- [DATASET ROWS]
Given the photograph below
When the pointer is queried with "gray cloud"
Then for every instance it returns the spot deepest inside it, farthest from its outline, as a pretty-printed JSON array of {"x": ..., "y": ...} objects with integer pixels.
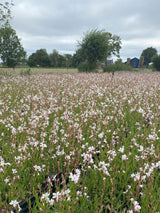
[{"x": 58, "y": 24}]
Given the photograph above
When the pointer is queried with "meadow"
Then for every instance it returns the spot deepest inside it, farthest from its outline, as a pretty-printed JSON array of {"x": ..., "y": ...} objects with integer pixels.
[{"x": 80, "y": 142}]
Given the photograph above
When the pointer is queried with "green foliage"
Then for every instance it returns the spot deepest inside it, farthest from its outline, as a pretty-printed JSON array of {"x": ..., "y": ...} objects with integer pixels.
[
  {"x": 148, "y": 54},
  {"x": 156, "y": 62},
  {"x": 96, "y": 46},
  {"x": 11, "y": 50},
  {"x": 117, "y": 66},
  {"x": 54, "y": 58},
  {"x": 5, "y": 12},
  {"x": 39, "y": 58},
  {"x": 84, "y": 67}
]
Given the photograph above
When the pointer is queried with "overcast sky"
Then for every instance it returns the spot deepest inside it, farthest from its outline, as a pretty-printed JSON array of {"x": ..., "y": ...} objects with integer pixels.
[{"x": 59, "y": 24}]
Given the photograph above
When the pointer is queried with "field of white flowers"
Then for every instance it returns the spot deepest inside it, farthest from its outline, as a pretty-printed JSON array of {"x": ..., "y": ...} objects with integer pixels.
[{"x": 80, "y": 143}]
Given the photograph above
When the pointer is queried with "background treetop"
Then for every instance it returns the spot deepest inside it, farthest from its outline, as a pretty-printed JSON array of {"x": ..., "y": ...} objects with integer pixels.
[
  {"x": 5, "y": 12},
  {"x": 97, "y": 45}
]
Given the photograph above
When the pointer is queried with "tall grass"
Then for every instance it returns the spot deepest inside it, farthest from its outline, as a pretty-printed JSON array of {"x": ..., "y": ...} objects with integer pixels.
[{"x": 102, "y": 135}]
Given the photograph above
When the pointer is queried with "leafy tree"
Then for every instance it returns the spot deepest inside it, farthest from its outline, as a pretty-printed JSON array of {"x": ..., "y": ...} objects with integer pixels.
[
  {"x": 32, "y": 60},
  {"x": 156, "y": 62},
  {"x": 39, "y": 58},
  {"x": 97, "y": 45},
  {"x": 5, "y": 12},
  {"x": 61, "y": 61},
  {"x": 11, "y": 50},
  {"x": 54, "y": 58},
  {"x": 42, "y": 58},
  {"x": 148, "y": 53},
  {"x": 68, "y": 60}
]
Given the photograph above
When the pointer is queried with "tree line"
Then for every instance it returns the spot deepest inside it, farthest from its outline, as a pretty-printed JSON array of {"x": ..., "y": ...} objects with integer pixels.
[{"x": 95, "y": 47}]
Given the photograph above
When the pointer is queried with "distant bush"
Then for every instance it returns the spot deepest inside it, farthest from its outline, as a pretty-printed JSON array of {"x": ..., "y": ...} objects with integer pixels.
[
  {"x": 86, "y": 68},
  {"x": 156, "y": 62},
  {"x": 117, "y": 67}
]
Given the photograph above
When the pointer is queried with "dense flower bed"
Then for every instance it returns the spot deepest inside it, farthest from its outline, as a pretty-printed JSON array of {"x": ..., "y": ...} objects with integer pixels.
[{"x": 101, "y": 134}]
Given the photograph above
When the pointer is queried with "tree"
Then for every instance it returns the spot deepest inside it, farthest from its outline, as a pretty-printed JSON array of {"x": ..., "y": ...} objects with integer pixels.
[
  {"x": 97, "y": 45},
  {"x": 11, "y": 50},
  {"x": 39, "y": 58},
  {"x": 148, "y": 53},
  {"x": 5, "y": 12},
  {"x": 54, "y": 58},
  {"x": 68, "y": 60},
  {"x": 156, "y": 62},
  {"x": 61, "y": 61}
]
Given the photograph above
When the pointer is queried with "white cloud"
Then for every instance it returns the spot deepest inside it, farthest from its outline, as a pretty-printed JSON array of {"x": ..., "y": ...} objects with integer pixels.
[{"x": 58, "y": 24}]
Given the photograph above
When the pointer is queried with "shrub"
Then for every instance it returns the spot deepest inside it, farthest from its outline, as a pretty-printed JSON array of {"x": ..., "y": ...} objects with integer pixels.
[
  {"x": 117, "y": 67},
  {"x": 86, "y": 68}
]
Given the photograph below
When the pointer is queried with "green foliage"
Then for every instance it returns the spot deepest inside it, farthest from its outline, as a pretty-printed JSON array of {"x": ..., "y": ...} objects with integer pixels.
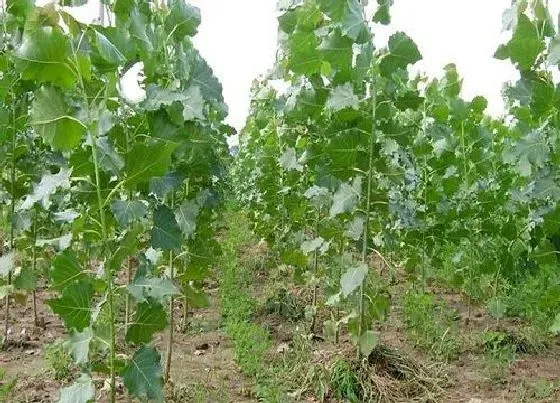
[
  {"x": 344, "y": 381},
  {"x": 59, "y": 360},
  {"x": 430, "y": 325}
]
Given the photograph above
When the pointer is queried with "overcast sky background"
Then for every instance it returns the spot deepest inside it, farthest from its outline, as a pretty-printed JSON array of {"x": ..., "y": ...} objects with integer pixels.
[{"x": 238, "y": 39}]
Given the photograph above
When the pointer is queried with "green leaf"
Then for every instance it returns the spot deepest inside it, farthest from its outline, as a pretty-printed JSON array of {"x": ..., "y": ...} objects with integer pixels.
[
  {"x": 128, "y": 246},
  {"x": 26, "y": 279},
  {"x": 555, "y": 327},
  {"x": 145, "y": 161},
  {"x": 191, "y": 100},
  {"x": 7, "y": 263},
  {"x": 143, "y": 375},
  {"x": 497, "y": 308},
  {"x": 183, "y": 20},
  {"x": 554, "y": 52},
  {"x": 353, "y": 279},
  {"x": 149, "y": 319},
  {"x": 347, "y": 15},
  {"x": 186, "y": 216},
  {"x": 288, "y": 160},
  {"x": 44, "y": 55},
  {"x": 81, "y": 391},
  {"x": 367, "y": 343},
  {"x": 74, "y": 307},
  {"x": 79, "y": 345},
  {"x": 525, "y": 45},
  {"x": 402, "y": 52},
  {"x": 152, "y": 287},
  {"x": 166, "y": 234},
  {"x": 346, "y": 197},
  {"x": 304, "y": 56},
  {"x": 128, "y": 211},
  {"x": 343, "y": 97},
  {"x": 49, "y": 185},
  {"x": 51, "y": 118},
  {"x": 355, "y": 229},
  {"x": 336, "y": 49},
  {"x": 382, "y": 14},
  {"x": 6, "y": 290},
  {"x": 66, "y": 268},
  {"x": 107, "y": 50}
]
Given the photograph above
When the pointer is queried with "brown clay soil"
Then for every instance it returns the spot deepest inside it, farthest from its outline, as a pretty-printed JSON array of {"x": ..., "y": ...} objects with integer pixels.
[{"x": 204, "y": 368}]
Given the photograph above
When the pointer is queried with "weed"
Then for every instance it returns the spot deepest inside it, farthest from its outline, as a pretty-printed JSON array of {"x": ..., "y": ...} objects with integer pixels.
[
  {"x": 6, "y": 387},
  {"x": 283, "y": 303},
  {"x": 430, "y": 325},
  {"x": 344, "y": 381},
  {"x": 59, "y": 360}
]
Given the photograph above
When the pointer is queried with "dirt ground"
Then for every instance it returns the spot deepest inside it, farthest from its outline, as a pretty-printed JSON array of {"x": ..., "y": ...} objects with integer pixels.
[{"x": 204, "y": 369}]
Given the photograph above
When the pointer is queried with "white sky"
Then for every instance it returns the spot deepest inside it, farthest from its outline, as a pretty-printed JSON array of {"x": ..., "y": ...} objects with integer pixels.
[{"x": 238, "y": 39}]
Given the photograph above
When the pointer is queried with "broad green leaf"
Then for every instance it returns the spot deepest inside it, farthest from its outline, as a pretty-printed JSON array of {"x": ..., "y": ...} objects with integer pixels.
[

- [REQUIREMENT] Tally the lines of the records above that contain the string "cloud", treating uppercase and lowercase as different, and give only that number.

- [WRITTEN RESPONSE] 2